[Consigne]
Poursuivez l'extrait consacré au manga japonais et à son essor en France en reprenant juste après sa dernière phrase.

Le niveau des échanges entre les deux pays a cru fortement ces dernières années puisque les mangas atteignent désormais 25% du chiffre d’affaire de la BD francophone et 30% de sa production en nombre de titres. Il n’y a pas si longtemps, seuls quelques passeurs comme Pierre-Alain Szigeti [1]ou Frédéric Boilet [2] servaient de point de contact avec les éditeurs de l’archipel. Le premier y a longuement séjourné et le second y habite encore. Ils parlent couramment le japonais. Les achats de mangas étaient rares, le fossé culturel encore trop grand. Il faut bien dire aussi que les éditeurs japonais ne s’inquiétaient pas alors de vendre leur production dans le reste du monde : leur marché intérieur était suffisamment grand et leurs produits s’avéraient, pensaient-ils, très peu exportables. Il est notable qu’aujourd’hui encore, rares sont les auteurs de BD au Japon qui ont cédé leurs droits de traduction à leurs éditeurs. Mais le fer de lance qu’a constitué l’animation japonaise ces vingt dernières années et la percée en librairie d’auteurs emblématiques comme Katsuhiro Otomo avec Akira puis Akira Toriyama avec Dragon Ball Z, deux succès édités par Glénat en France, ont profondément changé la donne. Aujourd’hui plus personne ne conteste l’intérêt et la richesse de la production japonaise.
Une véritable industrie culturelle
Pour avoir une idée de l’immensité de la production nipponne, il suffit d’évoquer un seul chiffre : au Japon, il se publie plus de 700 nouveautés par jour. Par comparaison, lorsque la production de la BD en France dépasse les 3000 nouveautés par an, une grande part des libraires et, avec eux, quelques grands éditeurs, hurlent au loup, parlent de surproduction et prédisent une inévitable récession. Au Japon, les mangas sont partout, dans le moindre kiosque, dans les department stores où ils occupent une surface équivalente à une de nos grandes FNAC. Même le dernier rapport économique du gouvernement japonais a été tout à fait récemment et très officiellement publié sous la forme d’une manga. Le genre est très ancré culturellement puisque les premiers « albums » imprimés apparaissent dès 1720. Pourtant, rien n’est fait pour le touriste qui débarque au pays des mangas. Les institutions existent, très actives et nombreuses : musées privés et publics, associations de critiques BD [3], nombreuses publications érudites... mais les amateurs non-japonais ne sont pas aidés. Morvan a raison de vouloir publier un guide du voyageur amateur de mangas à Tôkyô : la plupart des guides de voyage n’imaginent même pas que ce sujet puisse entrer dans les préoccupations du routard bédéphile. Cependant, certaines agences de voyage un peu plus futées que les autres commencent à proposer des « packages » où l’habituel circuit du tour operator nippon s’agrémente d’une visite aux studios Ghibli, rendus célèbres par les productions d’Hayao Miyazaki.

[Données présentées]
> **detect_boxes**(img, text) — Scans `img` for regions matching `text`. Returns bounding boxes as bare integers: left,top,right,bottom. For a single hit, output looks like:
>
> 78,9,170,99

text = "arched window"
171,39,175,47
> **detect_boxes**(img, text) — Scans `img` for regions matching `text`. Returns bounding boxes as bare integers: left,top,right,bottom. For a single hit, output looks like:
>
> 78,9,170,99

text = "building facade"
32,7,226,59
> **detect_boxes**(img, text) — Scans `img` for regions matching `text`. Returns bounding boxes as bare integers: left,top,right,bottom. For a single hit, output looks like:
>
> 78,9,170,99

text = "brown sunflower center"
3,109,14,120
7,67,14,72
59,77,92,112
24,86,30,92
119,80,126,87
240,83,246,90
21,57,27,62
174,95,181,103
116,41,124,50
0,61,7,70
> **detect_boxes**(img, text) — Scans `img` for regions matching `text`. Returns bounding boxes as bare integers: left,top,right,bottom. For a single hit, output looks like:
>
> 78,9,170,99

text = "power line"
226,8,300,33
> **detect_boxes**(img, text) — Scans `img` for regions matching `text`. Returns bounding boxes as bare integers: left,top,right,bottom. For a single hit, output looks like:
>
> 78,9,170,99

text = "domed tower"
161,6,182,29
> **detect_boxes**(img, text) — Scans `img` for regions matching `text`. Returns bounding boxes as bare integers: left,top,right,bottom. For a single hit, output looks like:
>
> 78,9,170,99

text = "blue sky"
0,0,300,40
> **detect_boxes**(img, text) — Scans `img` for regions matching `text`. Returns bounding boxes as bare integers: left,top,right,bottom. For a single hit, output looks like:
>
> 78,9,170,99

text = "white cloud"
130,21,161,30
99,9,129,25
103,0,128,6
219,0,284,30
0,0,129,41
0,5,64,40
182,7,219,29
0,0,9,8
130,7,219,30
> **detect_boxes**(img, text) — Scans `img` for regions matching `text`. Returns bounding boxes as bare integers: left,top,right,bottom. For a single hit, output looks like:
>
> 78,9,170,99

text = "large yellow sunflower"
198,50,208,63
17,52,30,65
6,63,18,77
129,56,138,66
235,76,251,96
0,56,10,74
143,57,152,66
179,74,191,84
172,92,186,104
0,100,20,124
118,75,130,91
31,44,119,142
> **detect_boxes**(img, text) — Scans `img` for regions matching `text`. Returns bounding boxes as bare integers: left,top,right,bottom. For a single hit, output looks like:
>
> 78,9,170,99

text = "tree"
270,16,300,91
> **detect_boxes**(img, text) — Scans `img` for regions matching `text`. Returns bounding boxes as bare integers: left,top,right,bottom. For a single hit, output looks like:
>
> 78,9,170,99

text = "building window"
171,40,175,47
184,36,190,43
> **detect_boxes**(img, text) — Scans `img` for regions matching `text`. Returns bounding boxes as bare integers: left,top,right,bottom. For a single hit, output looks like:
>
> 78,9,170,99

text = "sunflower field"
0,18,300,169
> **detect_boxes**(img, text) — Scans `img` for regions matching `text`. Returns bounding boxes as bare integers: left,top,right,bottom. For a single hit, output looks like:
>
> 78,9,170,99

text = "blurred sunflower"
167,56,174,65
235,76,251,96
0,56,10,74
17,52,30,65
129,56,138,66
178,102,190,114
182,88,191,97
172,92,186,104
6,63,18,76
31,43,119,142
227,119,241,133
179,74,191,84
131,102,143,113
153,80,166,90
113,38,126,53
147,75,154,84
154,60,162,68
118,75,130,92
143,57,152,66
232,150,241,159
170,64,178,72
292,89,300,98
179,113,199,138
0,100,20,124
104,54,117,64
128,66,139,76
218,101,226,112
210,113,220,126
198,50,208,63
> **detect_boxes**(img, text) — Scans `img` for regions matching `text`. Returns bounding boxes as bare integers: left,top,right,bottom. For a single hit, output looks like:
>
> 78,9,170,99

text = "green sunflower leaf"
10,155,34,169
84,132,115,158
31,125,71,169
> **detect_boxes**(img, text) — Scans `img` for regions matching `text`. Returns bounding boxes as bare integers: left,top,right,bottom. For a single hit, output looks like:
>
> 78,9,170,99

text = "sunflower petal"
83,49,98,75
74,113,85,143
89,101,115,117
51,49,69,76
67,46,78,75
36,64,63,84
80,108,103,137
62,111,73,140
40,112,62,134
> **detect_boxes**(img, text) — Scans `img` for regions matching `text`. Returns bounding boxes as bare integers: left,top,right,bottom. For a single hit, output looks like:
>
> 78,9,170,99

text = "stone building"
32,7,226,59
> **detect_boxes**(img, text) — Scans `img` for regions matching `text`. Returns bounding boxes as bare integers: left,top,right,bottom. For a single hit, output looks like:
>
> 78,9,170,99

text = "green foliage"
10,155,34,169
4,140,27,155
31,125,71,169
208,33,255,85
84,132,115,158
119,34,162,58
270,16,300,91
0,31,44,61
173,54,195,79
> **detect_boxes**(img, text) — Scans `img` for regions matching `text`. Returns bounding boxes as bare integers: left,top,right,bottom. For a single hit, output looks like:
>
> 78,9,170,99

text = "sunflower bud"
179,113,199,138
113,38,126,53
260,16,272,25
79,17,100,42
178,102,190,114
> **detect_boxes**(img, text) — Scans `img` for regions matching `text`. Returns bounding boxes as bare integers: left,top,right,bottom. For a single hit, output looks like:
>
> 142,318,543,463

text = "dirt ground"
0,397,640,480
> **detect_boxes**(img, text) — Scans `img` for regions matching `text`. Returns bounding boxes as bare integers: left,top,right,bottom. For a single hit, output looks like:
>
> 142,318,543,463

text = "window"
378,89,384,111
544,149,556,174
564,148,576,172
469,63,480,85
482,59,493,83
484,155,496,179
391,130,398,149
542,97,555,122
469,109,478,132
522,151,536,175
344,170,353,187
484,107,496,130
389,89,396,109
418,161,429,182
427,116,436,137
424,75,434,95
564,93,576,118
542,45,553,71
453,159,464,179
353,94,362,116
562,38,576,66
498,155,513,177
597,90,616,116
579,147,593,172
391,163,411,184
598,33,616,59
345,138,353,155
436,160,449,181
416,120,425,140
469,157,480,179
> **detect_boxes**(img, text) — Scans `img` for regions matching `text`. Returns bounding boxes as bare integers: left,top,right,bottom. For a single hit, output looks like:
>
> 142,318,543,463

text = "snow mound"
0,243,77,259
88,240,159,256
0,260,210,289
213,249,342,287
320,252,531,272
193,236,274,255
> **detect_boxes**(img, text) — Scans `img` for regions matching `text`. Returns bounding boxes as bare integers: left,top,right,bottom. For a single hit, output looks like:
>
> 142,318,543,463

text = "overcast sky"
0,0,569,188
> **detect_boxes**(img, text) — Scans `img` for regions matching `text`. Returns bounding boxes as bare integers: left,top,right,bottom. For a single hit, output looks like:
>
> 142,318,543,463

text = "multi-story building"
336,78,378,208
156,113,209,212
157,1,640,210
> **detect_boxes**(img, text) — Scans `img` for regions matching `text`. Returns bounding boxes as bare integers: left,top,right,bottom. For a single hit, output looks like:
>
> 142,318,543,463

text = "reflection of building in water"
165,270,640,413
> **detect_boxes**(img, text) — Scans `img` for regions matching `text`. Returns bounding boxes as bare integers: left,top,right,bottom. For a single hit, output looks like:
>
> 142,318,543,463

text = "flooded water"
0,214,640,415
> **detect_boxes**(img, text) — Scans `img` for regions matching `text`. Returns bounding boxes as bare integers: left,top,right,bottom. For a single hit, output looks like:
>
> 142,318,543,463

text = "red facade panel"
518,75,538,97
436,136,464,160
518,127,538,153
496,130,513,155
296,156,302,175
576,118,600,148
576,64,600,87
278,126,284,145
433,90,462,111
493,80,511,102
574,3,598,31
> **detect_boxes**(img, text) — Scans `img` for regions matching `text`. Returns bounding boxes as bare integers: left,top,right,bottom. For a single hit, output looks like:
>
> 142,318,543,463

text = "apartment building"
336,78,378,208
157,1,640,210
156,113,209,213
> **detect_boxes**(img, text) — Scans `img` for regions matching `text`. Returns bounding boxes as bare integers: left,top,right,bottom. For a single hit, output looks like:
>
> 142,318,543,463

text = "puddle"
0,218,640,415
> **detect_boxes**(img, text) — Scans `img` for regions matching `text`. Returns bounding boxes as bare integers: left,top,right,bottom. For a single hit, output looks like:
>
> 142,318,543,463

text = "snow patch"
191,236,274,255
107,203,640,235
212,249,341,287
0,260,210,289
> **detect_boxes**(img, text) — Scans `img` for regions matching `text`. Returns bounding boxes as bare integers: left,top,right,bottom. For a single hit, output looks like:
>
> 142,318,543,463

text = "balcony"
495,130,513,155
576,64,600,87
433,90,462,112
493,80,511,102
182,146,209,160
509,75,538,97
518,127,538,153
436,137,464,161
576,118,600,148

[Production attendue]
Le « quartier latin » de Tôkyô
Pourtant, il existe là aussi un phénomène de collection comme nous le connaissons ici. Des catalogues d’anciennes mangas, avec mention des prix, existent, comme ici. Ils sont parfois offerts à l’amateur. Dans le « quartier latin » de Tôkyô, Jimbochô, où sont rassemblés tous les bouquinistes, les mangas ne manquent pas et, si vous voulez casser votre tirelire, vous pouvez même vous payer, j’en ai eu quelque-uns en mains, des mangas de la période Edo [4]. Cela dit, pour accéder aux librairies spécialisées - à moins de vous faire dûment tuyauter par des experts francophones habitant sur place, il vous faut vous armer de patience. Mais c’est possible : un plan des libraires de Jimbochô est disponible gratuitement à la sortie des métros et un revendeur compréhensif (les Japonais hésitent rarement à se plier en quatre pour renseigner un touriste étranger) pourra vous souligner sur la carte les boutiques spécialisées du coin. Là, vous pouvez vous payer des éditions originales d’Otomo ou de Tezuka pour une poignée d’euros [5].
Des mangas au musée
Le Kawazaki City Museum dispose d’un département national de conservation des mangas depuis 17 ans. Il a été créé en même temps que d’autres départements consacrés aux Arts Graphiques (grosse collection d’affiches et d’imprimés du mouvement Pop Art) et multiplie depuis cette date les expositions temporaires visibles en même temps que l’exposition permanente. Il a été soutenu dès ses débuts par Osamu Tezuka qui réalisa spécialement pour lui une statue dédiée au rire, qui figure à l’entrée de la salle des mangas. La statue est dotée d’une cellule photoélectrique qui, lorsque passe le visiteur, déclenche des illuminations dans la masse de la sculpture, ainsi que quelques rires espiègles. Le fondateur de l’industrie des mangas japonais est également le concepteur d’une animation autour d’une représentation de l’atelier-type d’un mangaka qu’un jeu subtil de miroirs anime de personnages facétieux qui apparaissent comme autant d’hologrammes.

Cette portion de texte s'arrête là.